WRITTEN PROBLEM – Quote, without any change, the line that contains "In the picture above, where can the man in blue" and all lines that follow it to the end of the data below.

DATASET RECORDS –
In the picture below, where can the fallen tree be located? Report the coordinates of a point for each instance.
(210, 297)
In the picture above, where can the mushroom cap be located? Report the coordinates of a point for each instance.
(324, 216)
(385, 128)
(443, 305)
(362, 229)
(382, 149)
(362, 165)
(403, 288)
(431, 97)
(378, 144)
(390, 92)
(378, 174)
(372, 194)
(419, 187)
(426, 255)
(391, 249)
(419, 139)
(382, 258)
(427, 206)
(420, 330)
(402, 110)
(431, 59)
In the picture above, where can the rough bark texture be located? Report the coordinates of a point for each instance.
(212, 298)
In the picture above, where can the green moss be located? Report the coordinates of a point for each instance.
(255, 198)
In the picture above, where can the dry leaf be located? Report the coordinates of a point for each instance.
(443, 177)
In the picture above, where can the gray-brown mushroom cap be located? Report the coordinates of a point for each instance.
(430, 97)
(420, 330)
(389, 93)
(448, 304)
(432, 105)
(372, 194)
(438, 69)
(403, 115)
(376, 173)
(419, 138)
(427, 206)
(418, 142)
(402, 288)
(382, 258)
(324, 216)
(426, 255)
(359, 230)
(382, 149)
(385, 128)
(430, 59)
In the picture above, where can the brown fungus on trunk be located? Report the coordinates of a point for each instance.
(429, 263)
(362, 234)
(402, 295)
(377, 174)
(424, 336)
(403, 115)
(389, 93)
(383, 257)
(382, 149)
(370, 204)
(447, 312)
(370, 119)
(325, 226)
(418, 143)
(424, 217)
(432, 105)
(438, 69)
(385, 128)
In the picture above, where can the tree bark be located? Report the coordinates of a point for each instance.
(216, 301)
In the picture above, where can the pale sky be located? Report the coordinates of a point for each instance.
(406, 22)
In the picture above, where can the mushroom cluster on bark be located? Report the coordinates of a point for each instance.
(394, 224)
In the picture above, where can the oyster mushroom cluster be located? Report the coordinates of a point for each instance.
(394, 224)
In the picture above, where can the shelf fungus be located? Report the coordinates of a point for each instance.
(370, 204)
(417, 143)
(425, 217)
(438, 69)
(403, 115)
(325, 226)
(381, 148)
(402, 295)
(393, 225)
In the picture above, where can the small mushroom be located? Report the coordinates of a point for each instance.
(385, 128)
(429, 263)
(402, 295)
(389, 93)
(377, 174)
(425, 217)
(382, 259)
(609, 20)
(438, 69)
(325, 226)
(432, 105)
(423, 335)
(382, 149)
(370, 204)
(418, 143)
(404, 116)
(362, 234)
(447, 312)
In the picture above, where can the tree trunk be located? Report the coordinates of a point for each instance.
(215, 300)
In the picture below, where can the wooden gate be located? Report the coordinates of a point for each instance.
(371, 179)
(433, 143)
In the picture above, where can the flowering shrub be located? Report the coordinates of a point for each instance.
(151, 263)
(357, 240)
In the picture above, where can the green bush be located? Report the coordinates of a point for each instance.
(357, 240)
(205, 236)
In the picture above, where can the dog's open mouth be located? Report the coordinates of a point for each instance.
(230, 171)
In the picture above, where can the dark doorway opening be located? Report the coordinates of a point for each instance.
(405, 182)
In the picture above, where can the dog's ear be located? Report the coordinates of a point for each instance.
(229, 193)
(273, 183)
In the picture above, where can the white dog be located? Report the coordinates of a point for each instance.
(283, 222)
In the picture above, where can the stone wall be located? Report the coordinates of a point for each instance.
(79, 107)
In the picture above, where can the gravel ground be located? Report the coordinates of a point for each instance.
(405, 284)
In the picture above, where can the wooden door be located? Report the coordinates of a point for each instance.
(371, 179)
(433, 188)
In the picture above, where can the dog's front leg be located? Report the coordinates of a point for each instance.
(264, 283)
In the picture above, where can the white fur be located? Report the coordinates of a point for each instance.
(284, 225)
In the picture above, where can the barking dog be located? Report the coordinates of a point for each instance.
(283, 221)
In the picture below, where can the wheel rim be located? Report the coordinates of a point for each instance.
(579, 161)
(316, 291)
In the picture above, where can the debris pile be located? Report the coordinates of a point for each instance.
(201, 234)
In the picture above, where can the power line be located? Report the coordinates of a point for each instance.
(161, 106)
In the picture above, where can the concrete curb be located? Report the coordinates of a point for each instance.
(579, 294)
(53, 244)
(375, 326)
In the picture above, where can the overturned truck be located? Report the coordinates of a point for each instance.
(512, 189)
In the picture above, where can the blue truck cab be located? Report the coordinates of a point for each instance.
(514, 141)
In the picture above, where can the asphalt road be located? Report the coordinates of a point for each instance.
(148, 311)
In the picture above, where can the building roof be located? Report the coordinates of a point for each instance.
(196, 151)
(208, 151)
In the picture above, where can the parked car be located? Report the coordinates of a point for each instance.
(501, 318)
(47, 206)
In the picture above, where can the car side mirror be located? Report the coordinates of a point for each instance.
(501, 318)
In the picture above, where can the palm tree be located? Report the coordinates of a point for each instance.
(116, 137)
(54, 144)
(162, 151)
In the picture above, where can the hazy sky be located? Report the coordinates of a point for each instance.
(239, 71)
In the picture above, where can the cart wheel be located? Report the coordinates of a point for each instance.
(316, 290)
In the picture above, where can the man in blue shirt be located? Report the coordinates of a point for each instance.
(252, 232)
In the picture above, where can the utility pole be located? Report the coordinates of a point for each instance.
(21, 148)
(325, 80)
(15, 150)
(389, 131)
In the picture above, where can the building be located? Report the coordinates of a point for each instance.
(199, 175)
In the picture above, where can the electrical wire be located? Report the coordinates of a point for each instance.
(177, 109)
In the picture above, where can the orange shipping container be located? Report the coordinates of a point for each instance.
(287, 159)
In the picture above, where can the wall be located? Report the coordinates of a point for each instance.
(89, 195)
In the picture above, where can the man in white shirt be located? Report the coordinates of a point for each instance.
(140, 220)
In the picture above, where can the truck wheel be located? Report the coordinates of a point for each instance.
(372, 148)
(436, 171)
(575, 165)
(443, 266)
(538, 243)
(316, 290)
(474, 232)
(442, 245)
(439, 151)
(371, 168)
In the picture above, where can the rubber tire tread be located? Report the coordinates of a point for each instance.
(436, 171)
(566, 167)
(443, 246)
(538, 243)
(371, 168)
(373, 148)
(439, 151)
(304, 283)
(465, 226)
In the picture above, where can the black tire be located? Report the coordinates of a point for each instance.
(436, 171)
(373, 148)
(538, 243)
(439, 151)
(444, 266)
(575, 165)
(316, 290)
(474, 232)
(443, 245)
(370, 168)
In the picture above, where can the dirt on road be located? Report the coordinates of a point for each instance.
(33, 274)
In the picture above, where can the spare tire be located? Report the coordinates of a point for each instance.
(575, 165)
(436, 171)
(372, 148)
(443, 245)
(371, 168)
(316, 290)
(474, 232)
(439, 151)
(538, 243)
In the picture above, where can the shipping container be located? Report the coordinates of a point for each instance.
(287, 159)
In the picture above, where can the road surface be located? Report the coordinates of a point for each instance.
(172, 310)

ANSWER TO THE PROBLEM –
In the picture above, where can the man in blue shirt be located? Report the coordinates of a point for each instance.
(252, 232)
In the picture above, where can the utility pole be located? Report the coordinates of a point for each instance.
(21, 148)
(325, 80)
(15, 150)
(389, 131)
In the picture above, where can the building be located? Report the coordinates of a point for each instance.
(199, 175)
In the picture above, where can the electrical wire be located? Report the coordinates of a point for each instance.
(177, 109)
In the picture above, where can the orange shipping container be located? Report the coordinates of a point for each instance.
(287, 159)
In the picture above, where can the wall be located? Report the coordinates of a point for each instance.
(89, 195)
In the picture above, where can the man in white shirt be located? Report the coordinates of a point for each instance.
(140, 220)
In the picture above, where can the truck wheel be located? Report the coordinates of a point for each instance.
(372, 148)
(436, 171)
(575, 165)
(443, 266)
(538, 243)
(316, 290)
(474, 232)
(442, 245)
(439, 151)
(371, 168)
In the picture above, where can the rubber tire tread be located? Report the coordinates of a point for each instance.
(436, 171)
(566, 167)
(443, 246)
(538, 243)
(371, 168)
(373, 148)
(439, 151)
(304, 283)
(465, 226)
In the picture above, where can the black tire be located? Report the coordinates of a point for each instance.
(436, 171)
(373, 148)
(538, 243)
(439, 151)
(444, 266)
(575, 165)
(316, 290)
(474, 232)
(443, 245)
(370, 168)
In the picture above, where can the dirt on road be located? Report the coordinates of a point for each instance.
(33, 274)
In the picture above, where can the spare tire be located? Report the coordinates of a point for each instance.
(575, 165)
(436, 171)
(372, 148)
(443, 245)
(371, 168)
(316, 290)
(474, 232)
(439, 151)
(538, 243)
In the picture above, where can the shipping container be located? Report the coordinates of a point for each instance.
(287, 159)
In the picture above, where can the road surface be located? Report the coordinates of a point for each instance.
(172, 310)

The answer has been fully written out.